• **Instruções das tarefas**:
• 1. Liste as imagens ou falas do filme que o trecho sobre A viagem de Chihiro interpreta. Indique, para cada uma, o significado que o trecho lhe atribui.
• 2. Reescreva de forma mais concisa o parágrafo do trecho sobre A viagem de Chihiro que começa com "As flores dadas pelas amigas". Mantenha as ideias principais.
• 3. Dê prosseguimento à análise de A viagem de Chihiro a partir do ponto em que o trecho termina.

• **Trecho do texto**:

A viagem de Chihiro apresenta um processo de individuação nas imagens e história da personagem Chihiro.
Chihiro inicialmente apresenta-se deitada dentro do carro dirigido pelos pais, o que vai representar justamente os complexos paterno e materno que dirigem a vida até um certo período da vida. Eles estão de mudança para um novo lugar decidido pelos pais, o pai conversa dizendo “Vamos aprender a gostar daqui”, frase bem característica do complexo paterno que inibe o desenvolvimento individual e força o “gostar” de acordo com a necessidade da vida em detrimento das escolhas individuais.
As flores dadas pelas amigas estão morrendo caracterizando a morte da identificação dos pares antes conquistada por Chihiro e que é algo que é esperado no período da adolescência quando o envolvimento com o grupo é importante para construção do ego e que necessita da identificação em relações horizontais e fraternas, porém o complexo paterno quando “domina” as vontades do ego faz com que essas identificações sejam menos valiosas, e esvaziando a possibilidade de uma escolha própria e original.

• **Listagem**:
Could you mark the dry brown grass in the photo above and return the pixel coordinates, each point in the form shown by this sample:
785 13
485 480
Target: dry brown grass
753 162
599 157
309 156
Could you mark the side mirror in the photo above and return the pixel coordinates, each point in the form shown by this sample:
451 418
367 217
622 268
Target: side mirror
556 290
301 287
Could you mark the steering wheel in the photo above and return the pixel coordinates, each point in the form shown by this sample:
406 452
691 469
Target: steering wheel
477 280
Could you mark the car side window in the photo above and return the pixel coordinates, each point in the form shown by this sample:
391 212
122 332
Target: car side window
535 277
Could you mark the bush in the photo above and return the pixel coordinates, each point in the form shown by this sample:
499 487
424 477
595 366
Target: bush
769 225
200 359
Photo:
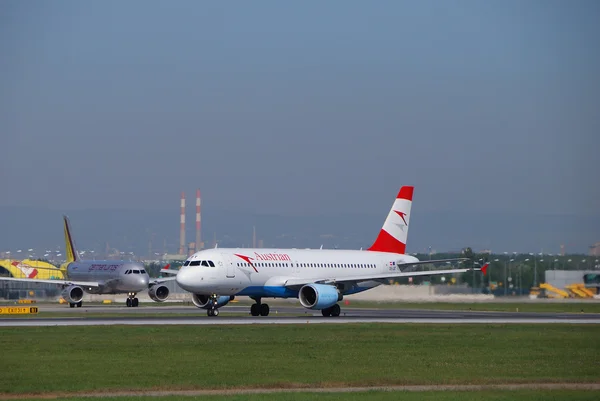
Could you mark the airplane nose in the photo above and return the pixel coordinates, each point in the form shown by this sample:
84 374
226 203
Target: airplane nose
186 279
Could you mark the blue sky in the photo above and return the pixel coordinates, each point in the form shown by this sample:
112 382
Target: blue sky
301 108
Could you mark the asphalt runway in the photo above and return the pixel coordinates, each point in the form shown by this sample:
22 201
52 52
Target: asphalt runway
231 315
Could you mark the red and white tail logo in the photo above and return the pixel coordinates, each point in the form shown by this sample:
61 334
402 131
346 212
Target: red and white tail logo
393 234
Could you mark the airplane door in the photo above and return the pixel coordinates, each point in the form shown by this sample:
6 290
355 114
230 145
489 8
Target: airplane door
229 266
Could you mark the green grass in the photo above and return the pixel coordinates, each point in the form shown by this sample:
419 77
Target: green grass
501 395
51 359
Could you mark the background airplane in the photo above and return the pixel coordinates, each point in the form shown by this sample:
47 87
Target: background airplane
102 277
318 278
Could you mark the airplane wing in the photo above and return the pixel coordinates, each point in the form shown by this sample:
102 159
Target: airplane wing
160 280
297 282
426 262
57 282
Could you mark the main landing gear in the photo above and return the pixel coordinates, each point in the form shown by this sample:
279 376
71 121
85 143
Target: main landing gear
331 311
212 306
259 309
132 301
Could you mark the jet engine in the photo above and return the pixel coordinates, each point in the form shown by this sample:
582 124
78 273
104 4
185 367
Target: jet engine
158 293
72 294
319 296
202 301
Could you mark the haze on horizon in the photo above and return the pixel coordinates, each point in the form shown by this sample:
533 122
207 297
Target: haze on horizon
301 109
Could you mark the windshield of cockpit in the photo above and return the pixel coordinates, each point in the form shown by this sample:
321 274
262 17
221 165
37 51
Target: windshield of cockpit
207 263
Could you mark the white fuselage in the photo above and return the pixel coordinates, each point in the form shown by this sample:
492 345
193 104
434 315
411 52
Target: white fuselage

• **As respostas**:
• 1.
- Chihiro deitada no carro dirigido pelos pais: representa os complexos paterno e materno, que dirigem a vida até certo período.
- A frase do pai "Vamos aprender a gostar daqui": é característica do complexo paterno, que inibe o desenvolvimento individual e força o "gostar" conforme a necessidade da vida, em detrimento das escolhas individuais.
- As flores dadas pelas amigas, que estão morrendo: caracterizam a morte da identificação com os pares que Chihiro havia conquistado.

• 2. As flores murchas, presente das amigas, simbolizam o fim da identificação de Chihiro com seus pares. Essa identificação é esperada na adolescência, quando as relações horizontais e fraternas com o grupo ajudam a construir o ego. Porém, quando o complexo paterno domina as vontades do ego, essas identificações perdem valor e esvazia-se a possibilidade de uma escolha própria e original.

• 3.
Quando ela julga a escola que irá estudar apenas de olhá-la de fora do carro, demonstra o quanto o ego estava em formação anterior e foi interrompido pelas escolhas dos complexos parentais. Neste momento a mãe de Chihiro conversa com ela e apresenta um discurso do complexo materno positivo que vai ponderar a observação da filha de ter recebido flores somente na despedida e pontuando que ela também recebeu uma flor em seu aniversário, ou seja, dando uma percepção mais sensata sobre sua individualidade e complexo egóico que estava em regressão naquele momento.
O pai que simboliza o complexo paterno negativo se perde durante o caminho, o pai vai em um caminho bem tortuoso com velocidade máxima, ocasião que pai e mãe são os únicos ouvidos, ou seja, não há intervenção de Chihiro. Ao chegar num túnel eles param e começa a jornada de Chihiro para dentro do inconsciente. Um complexo paterno exigente e irresponsável vai possibilitar ao ego iniciar a sua própria jornada interior.
Chihiro fica com medo desta entrada, porém os pais declaram que querem ir, normalmente é o que ocorre em um processo de individuação, já que o eu sente-se ameaçado frente ao inconsciente desconhecido outros complexos precisam incentivar ou forçar um abandono para dentro do interior inconsciente, a necessidade de manter o mesmo padrão de funcionamento antigo força o eu a encarar o desafio de maneira medrosa, é pela necessidade de ter que encarar a mudança mais do que um interesse em mergulhar no próprio processo que a individualidade é construída.
Ocorre assim a necessidade iminente de mudança, porém o medo de que essa mudança aconteça faz o eu ir ao “mundo dos mortos” para assim entrar em uma jornada única e individuar-se.
Caso a Chihiro não tivesse ido e sim ficado no carro, ela se separaria dos complexos materno e paterno, porém de maneira brusca o que a tornaria um eu despreparado e infantil para lidar com o mundo.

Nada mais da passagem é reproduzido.